Home   News   Article

Subscribe Now

Inside Cambridge’s Institute for Manufacturing with Tim Minshall and Sir Mike Gregory




For the first in a series of pieces looking inside the IfM, we talk to Professor Tim Minshall and Professor Sir Mike Gregory to learn about the purpose and practice of the institute. Look out for three further articles in the coming days.

Professor Tim Minshall, Dr John C Taylor professor of innovation and head of the Institute for Manufacturing (IfM) at the University of Cambridge. Picture: Keith Heppell
Professor Tim Minshall, Dr John C Taylor professor of innovation and head of the Institute for Manufacturing (IfM) at the University of Cambridge. Picture: Keith Heppell

How do we use manufacturing to improve lives?

That’s the question being answered by the Institute for Manufacturing (IfM).

Part of the Department for Engineering at the University of Cambridge, it is headed up by Professor Tim Minshall.

“What we’re trying to do is to manufacture a better world,” he tells the Cambridge Independent. “The mission of everything you see in this building and every one of our network connections is about that ethos: making things better.

“We take a very broad view of what manufacturing is. It is the whole process from ideas and opportunities, through to products and services.

• **Given entries**
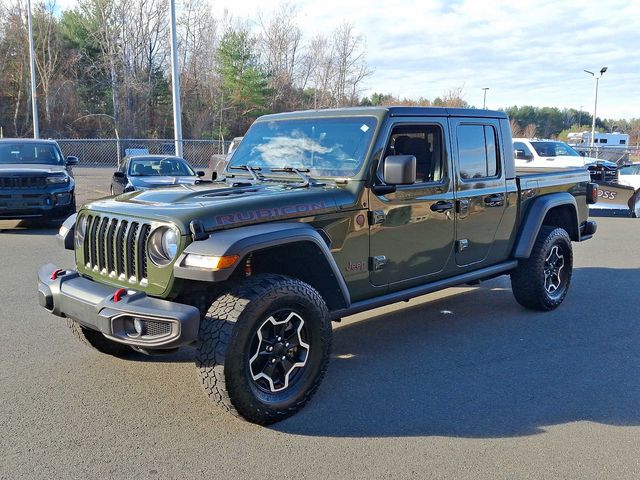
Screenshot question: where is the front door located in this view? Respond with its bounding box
[450,118,507,267]
[369,117,455,290]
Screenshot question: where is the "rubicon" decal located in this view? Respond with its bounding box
[215,201,327,225]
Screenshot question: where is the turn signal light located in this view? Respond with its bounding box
[184,253,240,270]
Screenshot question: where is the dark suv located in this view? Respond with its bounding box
[0,139,78,222]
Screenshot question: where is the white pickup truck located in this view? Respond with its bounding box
[513,138,594,168]
[513,138,618,182]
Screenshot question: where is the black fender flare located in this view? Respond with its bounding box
[513,192,580,258]
[173,222,351,306]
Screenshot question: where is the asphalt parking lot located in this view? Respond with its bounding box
[0,215,640,479]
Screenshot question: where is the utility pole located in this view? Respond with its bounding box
[170,0,182,157]
[27,0,40,138]
[585,67,607,147]
[482,87,489,110]
[578,105,582,128]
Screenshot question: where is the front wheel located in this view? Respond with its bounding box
[196,274,331,425]
[511,226,573,311]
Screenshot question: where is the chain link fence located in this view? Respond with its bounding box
[58,138,231,169]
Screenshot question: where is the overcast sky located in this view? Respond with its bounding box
[59,0,640,118]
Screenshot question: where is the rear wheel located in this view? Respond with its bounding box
[67,318,133,357]
[196,275,331,425]
[511,226,573,311]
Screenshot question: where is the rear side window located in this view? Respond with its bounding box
[457,125,498,180]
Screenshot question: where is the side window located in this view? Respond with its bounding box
[385,125,446,183]
[513,142,533,156]
[457,125,498,180]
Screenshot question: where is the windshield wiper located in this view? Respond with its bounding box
[228,165,264,182]
[269,167,324,187]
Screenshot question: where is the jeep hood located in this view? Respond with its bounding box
[129,175,200,188]
[84,182,360,234]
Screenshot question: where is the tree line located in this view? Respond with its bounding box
[0,0,640,144]
[0,0,372,138]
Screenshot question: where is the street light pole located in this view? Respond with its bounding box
[27,0,40,138]
[585,67,607,147]
[170,0,182,157]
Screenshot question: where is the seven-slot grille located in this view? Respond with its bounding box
[0,177,47,188]
[83,215,151,285]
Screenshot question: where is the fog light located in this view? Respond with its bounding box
[123,317,147,338]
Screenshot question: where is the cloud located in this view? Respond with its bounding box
[52,0,640,118]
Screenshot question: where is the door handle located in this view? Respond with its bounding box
[484,193,504,207]
[431,200,453,213]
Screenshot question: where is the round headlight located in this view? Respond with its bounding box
[75,215,88,248]
[147,227,180,267]
[162,228,178,259]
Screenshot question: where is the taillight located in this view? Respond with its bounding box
[587,182,598,205]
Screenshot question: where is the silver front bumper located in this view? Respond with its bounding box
[38,264,200,350]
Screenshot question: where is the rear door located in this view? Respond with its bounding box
[450,118,507,267]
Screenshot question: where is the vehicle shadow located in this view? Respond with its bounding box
[272,268,640,438]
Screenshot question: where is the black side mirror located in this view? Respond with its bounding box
[382,155,416,185]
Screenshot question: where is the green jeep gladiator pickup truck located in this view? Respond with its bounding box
[38,107,597,424]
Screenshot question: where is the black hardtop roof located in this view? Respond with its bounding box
[124,153,186,162]
[258,106,508,120]
[0,138,58,145]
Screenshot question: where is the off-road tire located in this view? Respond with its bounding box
[511,226,573,311]
[67,318,133,357]
[196,274,332,425]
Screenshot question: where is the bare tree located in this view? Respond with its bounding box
[258,3,302,109]
[331,21,373,107]
[33,0,62,125]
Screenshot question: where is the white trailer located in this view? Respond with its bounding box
[567,131,629,149]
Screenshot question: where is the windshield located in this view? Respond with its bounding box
[229,117,377,177]
[129,157,196,177]
[531,142,580,157]
[0,142,64,165]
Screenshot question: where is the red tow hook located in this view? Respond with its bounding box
[113,288,127,303]
[51,268,67,280]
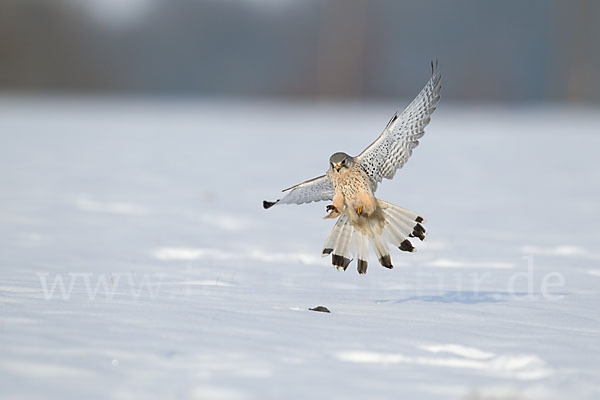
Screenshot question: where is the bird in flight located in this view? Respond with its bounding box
[263,63,442,274]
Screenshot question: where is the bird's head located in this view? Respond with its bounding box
[329,153,354,172]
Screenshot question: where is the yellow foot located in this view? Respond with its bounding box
[325,204,340,218]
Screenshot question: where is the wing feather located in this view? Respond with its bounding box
[356,62,442,190]
[263,175,335,208]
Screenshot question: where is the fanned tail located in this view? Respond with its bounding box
[322,214,354,270]
[322,200,425,274]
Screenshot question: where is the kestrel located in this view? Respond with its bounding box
[263,63,442,274]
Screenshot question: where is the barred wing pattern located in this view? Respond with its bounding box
[356,63,442,191]
[263,175,335,208]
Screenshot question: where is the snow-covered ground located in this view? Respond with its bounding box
[0,97,600,400]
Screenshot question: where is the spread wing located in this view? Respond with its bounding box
[356,62,442,190]
[263,175,335,208]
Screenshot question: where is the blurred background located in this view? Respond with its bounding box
[0,0,600,400]
[0,0,600,103]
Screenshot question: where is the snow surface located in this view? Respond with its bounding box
[0,97,600,400]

• **Things to do**
#1 According to the article on the Institute for Manufacturing, which university department is the IfM part of?
#2 Translate this sentence from the article on the Institute for Manufacturing into French: "That’s the question being answered by the Institute for Manufacturing (IfM)."
The data here comes from a different source than the article.

• **Answers below**
#1 The Department for Engineering at the University of Cambridge.

#2 C'est la question à laquelle répond l'Institute for Manufacturing (IfM).